### Excerpted passage
______________________________

Be strategic with pricing. Check other ads in the area. Don’t price based on cost to yourself; priced based on what is likely to be attractive to a potential renter. Just one more reason not to rent out that 2018 model BMW R 1200 GS.
Do your own basic maintenance. After every renter returns their motorcycle to me, I clean and lube the chain and wipe it down. I start it and check the miles and see if it needs an oil change, and look at the brake pads. Aside from that, motorcycles don’t need much. When it comes to major service, you can opt to do your own valve inspections or outsource it.
Buy models popular with renters. Buy only cheap but cool models that need infrequent major service, low insurance and cheap tires.
According to Riders Share themselves, some of the more popular models are Ducati Monsters, Triumph Bonnevilles and adventure bikes. This mimics what you see on the larger rental sites, so think about buying the older, cheaper versions of those.
If you can, prioritise models with things like
- Heated grips
And throw on a cheap throttle lock so people have something like cruise control without spending big money.
Do your own marketing & promotions. I don’t actually know what benefit this had, but I opened a Google Business site and made some posts. I took my phone number off (I just got a lot of phone calls that went nowhere).
Here are a few things people keep asking me, so I’ll answer them here.
How do you let some random person ride your motorcycle?? I would never do that!
It’s quite hard to watch your baby go the first time. No matter how attached you are to your motorcycle, it’s difficult watching someone else ride it off. Even when you sell it! Aside from this, bear the following in mind.
Firstly, most motorcycle renters are like you — lovers of the hobby, people who pay attention to their machines.
To most people who I’ve met through Riders Share, I’d have lent the motorcycle anyway. I’d probably have been their friends or riding buddies. They seemed cool. I bet they’d have done the same for me whenever I visited their hometown. I’ve never met any bad riders.
Secondly, you could consider buying a ‘backup’ motorcycle to rent out, something you’re willing to let go.
One person dropped one of my bikes and scratched up the clutch cover a bit plus broke a brake lever. On anything unscratched, especially a new and expensive model with fairings, this would have been a major hassle.

______________________________

### Data entries
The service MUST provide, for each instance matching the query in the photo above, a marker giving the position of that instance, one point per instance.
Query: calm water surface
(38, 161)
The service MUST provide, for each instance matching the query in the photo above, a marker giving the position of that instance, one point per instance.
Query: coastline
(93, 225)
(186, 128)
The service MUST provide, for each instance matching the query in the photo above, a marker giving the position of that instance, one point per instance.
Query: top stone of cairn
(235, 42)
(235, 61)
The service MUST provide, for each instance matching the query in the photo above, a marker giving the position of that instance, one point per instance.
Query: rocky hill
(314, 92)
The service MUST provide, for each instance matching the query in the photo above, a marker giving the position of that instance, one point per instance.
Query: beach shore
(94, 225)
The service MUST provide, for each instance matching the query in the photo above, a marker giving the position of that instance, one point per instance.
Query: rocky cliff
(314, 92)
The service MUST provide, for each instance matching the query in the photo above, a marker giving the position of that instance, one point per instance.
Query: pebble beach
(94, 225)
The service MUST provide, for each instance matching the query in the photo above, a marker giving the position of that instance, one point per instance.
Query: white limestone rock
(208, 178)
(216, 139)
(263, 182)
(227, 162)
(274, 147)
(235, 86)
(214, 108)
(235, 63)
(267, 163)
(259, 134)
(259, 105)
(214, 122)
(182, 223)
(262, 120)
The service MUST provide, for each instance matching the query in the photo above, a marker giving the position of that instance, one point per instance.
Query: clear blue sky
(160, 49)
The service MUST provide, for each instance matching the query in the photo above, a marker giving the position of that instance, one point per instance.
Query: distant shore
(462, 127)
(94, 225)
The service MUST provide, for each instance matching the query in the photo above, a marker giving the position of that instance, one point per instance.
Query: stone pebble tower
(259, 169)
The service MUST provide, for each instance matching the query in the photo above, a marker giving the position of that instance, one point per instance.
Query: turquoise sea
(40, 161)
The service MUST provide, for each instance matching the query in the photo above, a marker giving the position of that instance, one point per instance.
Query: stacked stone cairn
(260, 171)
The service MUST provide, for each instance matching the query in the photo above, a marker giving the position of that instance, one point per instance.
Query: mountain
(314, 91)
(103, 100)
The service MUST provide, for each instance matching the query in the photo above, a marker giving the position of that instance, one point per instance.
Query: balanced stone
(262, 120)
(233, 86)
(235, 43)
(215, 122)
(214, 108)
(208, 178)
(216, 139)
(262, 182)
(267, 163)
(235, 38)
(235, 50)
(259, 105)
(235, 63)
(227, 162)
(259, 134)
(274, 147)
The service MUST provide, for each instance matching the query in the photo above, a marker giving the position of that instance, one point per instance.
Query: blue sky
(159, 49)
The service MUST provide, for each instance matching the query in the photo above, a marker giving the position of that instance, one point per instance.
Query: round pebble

______________________________

### Written request
Answer these questions from the motorcycle rental tips, each on its own line:
(a) What does the writer clean and lube after every renter returns a motorcycle?
(b) Which models does Riders Share name as some of the more popular ones?
(c) What damage did the renter who dropped one of the bikes cause?

### Answer to this task
(a) The chain.
(b) Ducati Monsters, Triumph Bonnevilles and adventure bikes.
(c) The renter scratched up the clutch cover a bit and broke a brake lever.